▶ _RECORDS PROVIDED_
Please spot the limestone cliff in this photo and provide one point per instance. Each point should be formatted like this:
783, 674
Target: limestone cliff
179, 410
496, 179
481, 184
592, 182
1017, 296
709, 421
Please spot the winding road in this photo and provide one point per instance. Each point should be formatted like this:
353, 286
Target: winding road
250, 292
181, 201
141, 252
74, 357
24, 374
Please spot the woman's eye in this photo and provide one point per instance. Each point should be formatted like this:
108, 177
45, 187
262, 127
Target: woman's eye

▶ _YOUR GOAL_
Every line above that holds the word "spot" is to be found and copied.

▶ _EXPECTED ANSWER_
Please spot the limestone cliff in this photo and provide one point per instance. Each point should be formatted like this:
Please spot the winding road in this photo and provide one point per instance. Each point should be formatted like this:
Please spot the woman's eye in this photo and provide one point per instance. Each point should be formatted like this:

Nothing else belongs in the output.